__TEXT EXCERPT__.

Franklin told the Journal-World she was inspired to run after seeing how the issues her grandchildren face in school today differ from what her children faced in the 1990s. She has seen it unfold firsthand as her granddaughter wrestled with bullying in middle school that never stopped.
“Bullying is a major issue in our schools and it looks totally different today than it looked back then,” Franklin said. “There’s this new age of bullying that’s going on that really needs to be addressed in the schools.”
To address that, Franklin said she would work to get more support for teachers and staff to identify bullying as it’s happening. She’d also want to see support not only for students who are being bullied but also for the culprits, who she said may be dealing with their own complicated issues at home.
That ties into another area of focus for Franklin if she were to be elected to the school board: the need for wraparound supports for students and their families in Lawrence’s neighborhood schools.
“All our schools should provide resources that students and communities need to thrive,” Franklin said. “There should be mental health workers in the schools, there should be more nurses in the schools, there should be more resources for parents to be able to have access to from their school that’s in their community. They should be able to go to GED classes at the school that their kids go to instead of having to go to a different school.”
Franklin said she also wants to see more student-centered classrooms, particularly geared around students of color and Indigenous, LGBTQ+, special education and low-income students.
“So they’re more in on what’s being taught to them in school,” Franklin said. “And our kids need to have input on what schools are on the chopping block, so to speak, and which are not.”

__INFORMATION SHOWN__.
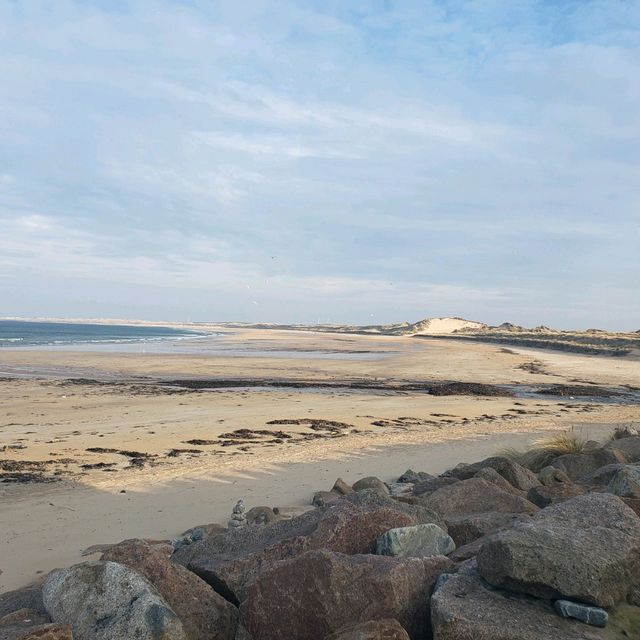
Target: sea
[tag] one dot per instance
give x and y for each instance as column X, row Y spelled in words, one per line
column 29, row 334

__WHAT YOU HAVE TO DO__.
Answer these questions from the text about Franklin:
(a) In which decade did Franklin's children face the school issues she compares with her grandchildren's?
(b) Which two kinds of school staff does Franklin say should be in the schools?
(c) Where does Franklin say parents should be able to attend GED classes?

__CORRECT OUTPUT__.
(a) The 1990s.
(b) Mental health workers and nurses.
(c) At the school their kids go to.